**Given text**
====
ANSTHRLD - conflict check an advice please

Timothy A. McDaniel tmcd at jump.net
Sun Mar 25 18:21:01 PST 2001


By the way, I like the original design.  Pily [bendwise] is Germanic,
and not done as much in the SCA as in period.  The rose was the single
most common plant in armory.  The tinctures chosen were all common in
period.  It would make a nice device.

> Would there be a second difference if I add a
> belt around the rose either sable or purpure?

This would be registerable.  (There are other registrations of the
motif in this decade.  OK, at least one; I don't remember exactly how
many total.)  It would not fall afoul of the precedent banning, on a
*fieldless* design, charges within a loop of belt.  (That's how
Scottish clan badges are displayed, you see.)  It would clear the
conflict cited.  I suppose there could be new conflicts, but that's
much less likely.
====
**Exercise prompt**
Continue the heraldry discussion message on the rose device from the point at which it ends.

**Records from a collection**
====
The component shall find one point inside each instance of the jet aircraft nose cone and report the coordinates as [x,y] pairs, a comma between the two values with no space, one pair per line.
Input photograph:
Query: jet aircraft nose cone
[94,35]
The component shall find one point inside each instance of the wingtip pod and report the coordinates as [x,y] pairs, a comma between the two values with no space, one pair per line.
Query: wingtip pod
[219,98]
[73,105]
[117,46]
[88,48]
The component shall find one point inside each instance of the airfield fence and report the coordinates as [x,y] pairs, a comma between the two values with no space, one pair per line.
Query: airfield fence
====
**Exercise result**
I'd like to give advice, and so I'd like to step back and ask the
purpose of the badge.  The SCA uses "badge" to mean lots of things;
the period term was much more narrow.  Do you intend to use it like a
badge was used in period, to mark your retainers, flunkies, and other
personal possessions?  If so, I would recommend a usual period-style
badge: one object without a background ("fieldless"), or occasionally
two or more joined objects fieldless.  (It's a pity that "a rose en
soleil", a rose with sunbeams eminating, was a badge of the later
Plantagenets and is therefore not registerable (CoA Glossary of Terms,
Table 2, Restricted Charges).  A quatrefoil or trefoil en soleil would
be the closest you could get.  Those would still be pretty, I think.)

If, on the other hand, you have some other purpose in mind, a fielded
"badge" may be appropriate.  For example, if it's a flag for a
fighting household, and if you wanted to follow period style, then you
would certainly have a field in the armory.

I will also note that circular-thing-around-another-thing is generally
modern, for arms and badges, with perhaps the exception of Scots clan
badges (I don't know when that started), and for displays of
membership in an order (e.g., the blue garter around the shield for a
Knight of the Garter).  (By the way, one reason I dislike the required
laurel wreath for groups is that it invites moving away from period
usage, due to the temptation of fitting it in via "a widget within a
laurel wreath".)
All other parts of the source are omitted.